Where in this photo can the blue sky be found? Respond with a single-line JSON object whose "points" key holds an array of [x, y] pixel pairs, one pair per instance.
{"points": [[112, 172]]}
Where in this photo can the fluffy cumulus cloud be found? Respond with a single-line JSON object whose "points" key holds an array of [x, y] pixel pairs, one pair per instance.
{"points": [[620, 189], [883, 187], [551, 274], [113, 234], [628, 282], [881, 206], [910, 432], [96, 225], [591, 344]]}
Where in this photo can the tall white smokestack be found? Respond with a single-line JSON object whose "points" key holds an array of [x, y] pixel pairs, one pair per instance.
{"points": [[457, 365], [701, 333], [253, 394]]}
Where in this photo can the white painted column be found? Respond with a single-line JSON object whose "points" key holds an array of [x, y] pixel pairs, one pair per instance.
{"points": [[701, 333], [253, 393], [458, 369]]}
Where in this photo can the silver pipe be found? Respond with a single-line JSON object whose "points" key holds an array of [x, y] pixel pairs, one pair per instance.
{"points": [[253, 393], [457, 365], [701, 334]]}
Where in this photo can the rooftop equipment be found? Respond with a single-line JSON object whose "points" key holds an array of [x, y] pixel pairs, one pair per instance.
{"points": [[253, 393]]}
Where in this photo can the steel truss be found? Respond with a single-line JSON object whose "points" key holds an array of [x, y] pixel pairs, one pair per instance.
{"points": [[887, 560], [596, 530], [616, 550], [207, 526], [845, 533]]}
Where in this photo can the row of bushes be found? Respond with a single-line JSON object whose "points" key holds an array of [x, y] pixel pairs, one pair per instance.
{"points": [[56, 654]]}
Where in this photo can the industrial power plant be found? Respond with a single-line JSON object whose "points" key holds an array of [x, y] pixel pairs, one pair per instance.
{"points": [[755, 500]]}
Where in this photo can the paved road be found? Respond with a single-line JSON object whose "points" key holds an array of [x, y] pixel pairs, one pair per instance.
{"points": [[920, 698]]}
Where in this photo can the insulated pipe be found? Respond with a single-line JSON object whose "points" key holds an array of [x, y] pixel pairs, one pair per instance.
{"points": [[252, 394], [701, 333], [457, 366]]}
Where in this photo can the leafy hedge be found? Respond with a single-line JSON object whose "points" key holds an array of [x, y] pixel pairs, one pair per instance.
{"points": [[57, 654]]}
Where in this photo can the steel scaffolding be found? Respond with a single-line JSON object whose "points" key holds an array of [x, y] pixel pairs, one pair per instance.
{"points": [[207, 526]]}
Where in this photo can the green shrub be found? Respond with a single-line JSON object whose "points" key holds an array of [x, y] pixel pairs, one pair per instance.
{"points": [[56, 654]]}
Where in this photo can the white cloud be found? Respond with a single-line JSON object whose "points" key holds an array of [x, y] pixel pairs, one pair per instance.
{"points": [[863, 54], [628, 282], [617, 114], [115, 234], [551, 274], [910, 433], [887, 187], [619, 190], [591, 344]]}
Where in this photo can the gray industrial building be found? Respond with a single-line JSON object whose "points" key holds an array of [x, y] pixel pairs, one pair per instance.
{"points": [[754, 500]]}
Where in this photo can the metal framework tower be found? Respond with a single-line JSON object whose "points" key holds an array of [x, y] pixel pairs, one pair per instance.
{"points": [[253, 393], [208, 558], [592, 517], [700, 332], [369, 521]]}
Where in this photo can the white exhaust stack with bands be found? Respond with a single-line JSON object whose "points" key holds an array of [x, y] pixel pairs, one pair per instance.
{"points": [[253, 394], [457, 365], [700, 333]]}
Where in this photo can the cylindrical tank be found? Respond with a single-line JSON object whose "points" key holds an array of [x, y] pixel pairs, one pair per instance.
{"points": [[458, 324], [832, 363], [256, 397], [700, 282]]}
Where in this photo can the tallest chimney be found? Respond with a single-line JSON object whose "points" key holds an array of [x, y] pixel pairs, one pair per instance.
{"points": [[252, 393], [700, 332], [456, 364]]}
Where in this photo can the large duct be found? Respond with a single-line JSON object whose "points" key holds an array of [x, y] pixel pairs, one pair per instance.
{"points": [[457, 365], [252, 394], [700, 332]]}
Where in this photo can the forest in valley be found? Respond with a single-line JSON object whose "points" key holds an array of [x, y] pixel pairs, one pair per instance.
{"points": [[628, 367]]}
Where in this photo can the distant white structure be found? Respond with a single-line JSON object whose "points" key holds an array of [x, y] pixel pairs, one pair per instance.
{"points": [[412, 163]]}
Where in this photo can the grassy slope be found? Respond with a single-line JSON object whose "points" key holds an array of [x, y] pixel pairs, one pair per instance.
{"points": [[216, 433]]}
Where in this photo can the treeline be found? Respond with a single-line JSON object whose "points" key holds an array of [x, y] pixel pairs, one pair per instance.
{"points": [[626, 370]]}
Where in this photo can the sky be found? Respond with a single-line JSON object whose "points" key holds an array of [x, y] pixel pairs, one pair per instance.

_____

Problem details: Every record above should be output exactly.

Answer section:
Where in this photo can the blue sky be found? Respond with a single-line JSON object whose "points" key holds an array of [x, y] pixel pairs, one pair per instance.
{"points": [[112, 172]]}
Where in this photo can the fluffy cumulus cloud be found? Respond with a single-line JSON object whose "points" key holds an array of [x, y] pixel pairs, one pair per instance.
{"points": [[620, 189], [883, 187], [551, 274], [113, 234], [628, 282], [881, 206], [910, 432], [96, 225], [591, 344]]}
Where in this photo can the tall white smokestack be found? Respond with a single-line JSON object whose "points" key holds an array of [x, y] pixel pairs, one pair per instance.
{"points": [[457, 365], [701, 333], [253, 394]]}
Where in this photo can the white painted column be found? Respond with a single-line JSON object whose "points" key holds an array of [x, y] pixel pairs, one pair per instance.
{"points": [[701, 333], [253, 393], [458, 369]]}
Where in this photo can the silver pipe be found? Respond with a single-line JSON object whose "points" key holds an array of [x, y] pixel pairs, one pair per instance.
{"points": [[253, 393], [457, 365], [701, 334]]}
Where in this photo can the rooftop equipment be found? Respond with a single-line JSON object whose "points" key holds an array of [x, y] pixel pairs, one pair per instance.
{"points": [[253, 393]]}
Where in this photo can the steel truss be found? Respond with a single-line JSON object whose "points" key holds an array of [x, y] pixel pairs, one pair per instance.
{"points": [[887, 560], [596, 530], [616, 550], [207, 526], [845, 533]]}
Where in this photo can the row of bushes be found? Respond with a single-line JSON object whose "points" key holds an array of [x, y] pixel pairs, one pair per instance.
{"points": [[56, 654]]}
Where in this photo can the industrial power plant be found? Respond with a single-line JSON object whose "points" key holds an array of [x, y] pixel pairs, one pair per instance.
{"points": [[755, 500]]}
Where in this photo can the paved road be found? Respond with a single-line JSON object whose "points" key holds an array of [x, y] pixel pairs, one pair per instance.
{"points": [[920, 698]]}
Where in this photo can the insulated pipe be found? Respond with a single-line JSON object whose "points" key holds an array of [x, y] pixel pairs, one pair per instance.
{"points": [[252, 394], [701, 333], [457, 366]]}
Where in this photo can the leafy hedge be found? Respond with a single-line JSON object whose "points" key holds an array of [x, y] pixel pairs, one pair per instance.
{"points": [[57, 654]]}
Where in this photo can the steel scaffolding be found? Respond with a single-line JSON object whose "points" key holds an array of [x, y] pixel pairs, one pair per instance.
{"points": [[207, 526]]}
Where in this photo can the green shrub be found? Respond with a single-line JSON object whose "points" key holds an array of [x, y] pixel pairs, one pair per instance.
{"points": [[56, 654]]}
Where in this photo can the white cloud be found? Respond with a single-line JSON object whose "points" key holds an array of [x, y] pixel pairs, one pair per instance.
{"points": [[863, 54], [628, 282], [617, 114], [115, 234], [551, 274], [910, 433], [887, 187], [619, 190], [591, 344]]}
Where in this photo can the gray industrial building be found? Respond with a single-line JSON object whose "points" key holds an array of [x, y] pixel pairs, one pair per instance.
{"points": [[754, 500]]}
Where in this photo can the metal framework tower be found? Respond with a single-line JSON object whose "points" key holds an array of [x, y] pixel pairs, one pair per instance.
{"points": [[253, 393], [208, 558], [592, 517], [700, 332], [369, 521]]}
Where in this photo can the white exhaust stack with bands be found? Respond with a single-line JSON object whose "points" key holds an array of [x, y] pixel pairs, one pair per instance.
{"points": [[253, 394], [457, 365], [700, 333]]}
Where in this photo can the cylindrical tank be found? Respond with a single-line JSON object whose "points" key holds an array of [x, y] pixel pairs, one pair per instance.
{"points": [[458, 324], [832, 363], [256, 397], [700, 282]]}
Where in this photo can the tallest chimney be found? Respond with a single-line JSON object whose "points" key holds an array of [x, y] pixel pairs, one pair per instance.
{"points": [[252, 393], [700, 332], [456, 364]]}
Where in this photo can the large duct be found? Respond with a single-line JSON object whose "points" key holds an array of [x, y] pixel pairs, one pair per instance.
{"points": [[457, 365], [252, 394], [700, 332]]}
Where in this photo can the forest in valley be found? Respond with a single-line JSON object whose "points" key holds an array of [x, y] pixel pairs, one pair per instance.
{"points": [[628, 367]]}
Where in this photo can the distant white structure be found? Respond with a single-line JSON object whose "points" key holds an array of [x, y] pixel pairs, one pair per instance.
{"points": [[412, 163]]}
Where in this photo can the grassy slope be found? Respond with a single-line JSON object whose "points" key holds an array of [x, y] pixel pairs, one pair per instance.
{"points": [[216, 433]]}
Where in this photo can the treeline be found? Respond with a single-line JSON object whose "points" key holds an array of [x, y] pixel pairs, one pair per instance.
{"points": [[626, 370]]}
Where in this photo can the sky be found? Respond with a single-line JSON object whose "points" key holds an array of [x, y] pixel pairs, one pair per instance.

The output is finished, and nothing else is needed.